<<<<
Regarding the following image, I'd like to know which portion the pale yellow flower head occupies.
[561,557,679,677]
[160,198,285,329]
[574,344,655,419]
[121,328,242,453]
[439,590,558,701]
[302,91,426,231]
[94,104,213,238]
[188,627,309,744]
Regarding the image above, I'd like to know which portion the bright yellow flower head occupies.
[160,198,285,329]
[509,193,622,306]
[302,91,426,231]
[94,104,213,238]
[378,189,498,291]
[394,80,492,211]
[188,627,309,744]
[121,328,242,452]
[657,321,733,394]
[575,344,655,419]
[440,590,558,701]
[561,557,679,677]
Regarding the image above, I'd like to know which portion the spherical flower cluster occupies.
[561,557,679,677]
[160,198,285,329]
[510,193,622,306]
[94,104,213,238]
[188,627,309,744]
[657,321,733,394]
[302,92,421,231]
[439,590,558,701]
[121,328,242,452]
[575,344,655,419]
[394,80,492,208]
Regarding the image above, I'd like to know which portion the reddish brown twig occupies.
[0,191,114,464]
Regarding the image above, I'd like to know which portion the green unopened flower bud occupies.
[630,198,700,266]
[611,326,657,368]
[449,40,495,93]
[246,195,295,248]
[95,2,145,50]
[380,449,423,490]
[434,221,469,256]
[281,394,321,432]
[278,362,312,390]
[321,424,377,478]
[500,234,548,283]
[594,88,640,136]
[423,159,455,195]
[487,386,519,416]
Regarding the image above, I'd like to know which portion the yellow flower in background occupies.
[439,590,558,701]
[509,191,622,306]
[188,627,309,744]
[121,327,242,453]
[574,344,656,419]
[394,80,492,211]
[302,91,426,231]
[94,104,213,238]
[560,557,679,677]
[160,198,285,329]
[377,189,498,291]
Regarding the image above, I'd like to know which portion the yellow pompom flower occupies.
>>>>
The problem: Take the material from the line containing "brown twig occupies." through the line containing "[377,189,498,291]", and rewrite those lines as a numbered list with any blank lines dropped.

The response:
1. Regarding the image above, I'd like to know which portion the reddish brown twig occupies.
2. [0,191,114,464]
3. Regarding the image above, I'd like to know which portion the green unopened flower bud occupies.
4. [630,198,700,266]
5. [611,326,657,368]
6. [449,40,495,93]
7. [246,195,295,248]
8. [95,2,145,50]
9. [380,449,423,490]
10. [434,221,469,256]
11. [281,394,321,432]
12. [278,362,312,390]
13. [321,424,377,478]
14. [500,234,548,283]
15. [594,88,640,136]
16. [423,159,455,195]
17. [487,386,519,416]
18. Regarding the image above, I'd like to know which portion the yellow flower in background occupies.
19. [439,590,558,701]
20. [509,191,622,306]
21. [188,627,309,744]
22. [121,327,242,453]
23. [574,344,656,419]
24. [394,80,492,211]
25. [302,91,426,231]
26. [94,104,213,238]
27. [560,557,679,677]
28. [160,198,285,329]
29. [377,189,498,291]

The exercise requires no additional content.